**Texto proporcionado**:
>>>>

Pero Barthes no es fotógrafo, por lo que no puede hablar de composición, lentes ni encarnar el rol del que toma la instantánea. Su experiencia es "la del sujeto mirado y la del sujeto mirante", lo cual no es precisamente baladí. La sensibilidad se origina en la mente del espectador que asiste al proceso, quien construye la significación en base a sus códigos, ya sean propios o heredados.
La historia del mundo es también una historia de miradas y cómo se han configurado a lo largo de los siglos. Incluso en los gestos más sutiles se advierten los condicionantes culturales y sociales que rigen hacia dónde se dirigen nuestros ojos y el valor que le confieren. Por extraño que parezca, nadie nos ha enseñado a mirar y muchas personas transitan por sus vidas mirando su alrededor sin ver nada. Somos murciélagos mirándonos sin ojos, como cantaba Algora. He reparado en esta verdad hace bien poco. Historia y arte de la mirada (2017) o The Story of Looking en su versión en inglés es un ensayo del historiador y divulgador de arte Mark Cousins en el que repasa con multitud de ejemplos cómo se ha configurado la mirada en las diferentes civilizaciones hasta hoy día con las multipantallas y redes sociales.

<<<<

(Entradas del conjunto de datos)
>>>>

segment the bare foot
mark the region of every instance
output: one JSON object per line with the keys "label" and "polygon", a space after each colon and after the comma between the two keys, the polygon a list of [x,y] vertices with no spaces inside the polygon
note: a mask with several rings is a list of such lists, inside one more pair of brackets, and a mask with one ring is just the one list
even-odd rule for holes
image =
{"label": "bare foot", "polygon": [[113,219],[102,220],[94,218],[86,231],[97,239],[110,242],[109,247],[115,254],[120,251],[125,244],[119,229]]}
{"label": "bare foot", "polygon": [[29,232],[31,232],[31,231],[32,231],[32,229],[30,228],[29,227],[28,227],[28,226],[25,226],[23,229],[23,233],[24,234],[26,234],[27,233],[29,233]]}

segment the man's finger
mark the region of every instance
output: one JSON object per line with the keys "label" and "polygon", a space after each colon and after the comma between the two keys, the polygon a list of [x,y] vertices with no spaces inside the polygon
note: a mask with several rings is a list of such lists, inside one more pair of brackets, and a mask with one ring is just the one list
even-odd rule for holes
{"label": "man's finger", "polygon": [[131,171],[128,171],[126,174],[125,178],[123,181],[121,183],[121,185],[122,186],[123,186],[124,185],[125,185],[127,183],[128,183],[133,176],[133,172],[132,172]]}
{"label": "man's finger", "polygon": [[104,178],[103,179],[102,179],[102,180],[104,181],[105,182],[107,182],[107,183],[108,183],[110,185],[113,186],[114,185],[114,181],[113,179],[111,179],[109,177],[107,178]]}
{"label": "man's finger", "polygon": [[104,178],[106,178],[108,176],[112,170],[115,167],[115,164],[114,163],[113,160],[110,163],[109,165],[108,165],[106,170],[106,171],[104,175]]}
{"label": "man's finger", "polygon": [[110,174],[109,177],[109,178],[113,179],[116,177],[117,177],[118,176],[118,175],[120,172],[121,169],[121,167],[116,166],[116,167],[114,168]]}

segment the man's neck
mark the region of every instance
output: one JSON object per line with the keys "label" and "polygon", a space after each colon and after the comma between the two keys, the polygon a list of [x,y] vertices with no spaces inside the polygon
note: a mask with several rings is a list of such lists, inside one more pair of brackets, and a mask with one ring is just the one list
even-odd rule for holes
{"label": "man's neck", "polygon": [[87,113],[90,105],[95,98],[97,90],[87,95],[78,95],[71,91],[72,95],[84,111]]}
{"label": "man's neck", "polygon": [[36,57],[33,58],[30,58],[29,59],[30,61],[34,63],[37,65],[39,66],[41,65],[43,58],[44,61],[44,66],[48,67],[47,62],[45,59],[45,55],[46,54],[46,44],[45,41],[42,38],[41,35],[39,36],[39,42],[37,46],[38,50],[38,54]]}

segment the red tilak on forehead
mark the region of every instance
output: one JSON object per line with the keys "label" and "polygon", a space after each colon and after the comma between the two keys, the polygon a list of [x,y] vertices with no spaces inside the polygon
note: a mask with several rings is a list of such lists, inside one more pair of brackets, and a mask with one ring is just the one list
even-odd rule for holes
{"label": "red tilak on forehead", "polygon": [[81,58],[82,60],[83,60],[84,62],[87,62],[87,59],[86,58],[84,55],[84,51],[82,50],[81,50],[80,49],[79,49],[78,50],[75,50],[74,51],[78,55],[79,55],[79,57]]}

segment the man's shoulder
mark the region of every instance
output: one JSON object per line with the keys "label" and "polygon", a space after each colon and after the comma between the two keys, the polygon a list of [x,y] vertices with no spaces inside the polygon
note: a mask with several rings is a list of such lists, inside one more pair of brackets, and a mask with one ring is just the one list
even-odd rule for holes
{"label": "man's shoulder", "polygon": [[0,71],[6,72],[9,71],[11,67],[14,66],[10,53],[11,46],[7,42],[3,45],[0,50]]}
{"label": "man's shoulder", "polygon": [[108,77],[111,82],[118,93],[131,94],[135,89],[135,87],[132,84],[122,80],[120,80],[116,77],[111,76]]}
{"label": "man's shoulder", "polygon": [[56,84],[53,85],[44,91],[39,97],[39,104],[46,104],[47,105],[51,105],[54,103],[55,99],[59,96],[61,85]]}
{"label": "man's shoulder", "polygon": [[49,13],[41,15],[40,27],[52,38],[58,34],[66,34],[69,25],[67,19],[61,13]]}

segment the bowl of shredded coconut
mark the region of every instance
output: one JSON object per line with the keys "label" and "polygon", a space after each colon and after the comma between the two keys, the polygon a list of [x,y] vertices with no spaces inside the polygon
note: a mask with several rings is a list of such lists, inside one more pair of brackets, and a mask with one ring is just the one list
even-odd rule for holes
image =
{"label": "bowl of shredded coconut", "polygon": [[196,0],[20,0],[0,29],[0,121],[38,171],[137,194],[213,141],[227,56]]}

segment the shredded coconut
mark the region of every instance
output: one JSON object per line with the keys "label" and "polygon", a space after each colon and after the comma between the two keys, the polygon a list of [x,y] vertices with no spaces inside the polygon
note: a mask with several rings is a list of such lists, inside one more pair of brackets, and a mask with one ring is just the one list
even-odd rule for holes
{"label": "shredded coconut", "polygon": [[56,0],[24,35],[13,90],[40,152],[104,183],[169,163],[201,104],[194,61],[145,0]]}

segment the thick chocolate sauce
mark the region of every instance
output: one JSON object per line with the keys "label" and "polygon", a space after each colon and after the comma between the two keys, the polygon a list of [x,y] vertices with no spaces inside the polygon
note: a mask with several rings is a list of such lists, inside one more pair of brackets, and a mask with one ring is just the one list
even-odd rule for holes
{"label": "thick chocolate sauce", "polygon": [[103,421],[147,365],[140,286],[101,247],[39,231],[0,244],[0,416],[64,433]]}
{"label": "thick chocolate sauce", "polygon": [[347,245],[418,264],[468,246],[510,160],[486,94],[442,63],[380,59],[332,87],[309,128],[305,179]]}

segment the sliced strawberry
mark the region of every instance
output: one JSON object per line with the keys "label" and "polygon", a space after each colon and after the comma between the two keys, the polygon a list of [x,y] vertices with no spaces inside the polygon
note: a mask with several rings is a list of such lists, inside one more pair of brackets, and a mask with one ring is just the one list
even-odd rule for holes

<<<<

**Requisitos del ejercicio**:
(A) En los registros, copia de nuevo la parte que va desde la línea que contiene "segment the sliced strawberry" hasta el final, ambos extremos incluidos, y sustituye "mark the region of every instance" por "outline the area of every instance" sin tocar nada más.
(B) Prosigue el texto sobre la historia de la mirada a partir de su última oración.
El texto y los registros no guardan relación entre sí.

**Respuestas**:
(A)
segment the sliced strawberry
outline the area of every instance
output: one JSON object per line with the keys "label" and "polygon", a space after each colon and after the comma between the two keys, the polygon a list of [x,y] vertices with no spaces inside the polygon
note: a mask with several rings is a list of such lists, inside one more pair of brackets, and a mask with one ring is just the one list
even-odd rule for holes

(B)
La idea no quedó ahí. El año pasado presentó en varios festivales la adaptación de ese proyecto literario convertido en documental. Lo hace sin grandes aspavientos ni parrafadas pretenciosas, sino a través de su propia realidad. Todo comienza con Cousins tumbado en su cama hablando a su videocámara casera. Al día siguiente entrará al quirófano para operarse de cataratas. En apenas 24 horas su vida cambiará para siempre porque, como en toda operación, siempre cabe la posibilidad de que algo salga mal. ¿Qué puede hacer alguien que se dedica a divulgar el cine si pierde su instrumento más preciado, es decir, sus ojos? Es esta inquietud la que dispara todo tipo de preguntas acerca de lo que ha significado la vista en su vida. La primera imagen que recuerda, los amaneceres que ha presenciado, la sombra del árbol que observa desde la ventana de su habitación, un hombre que se asoma a una cornisa, los colores reflejados en el agua de un río...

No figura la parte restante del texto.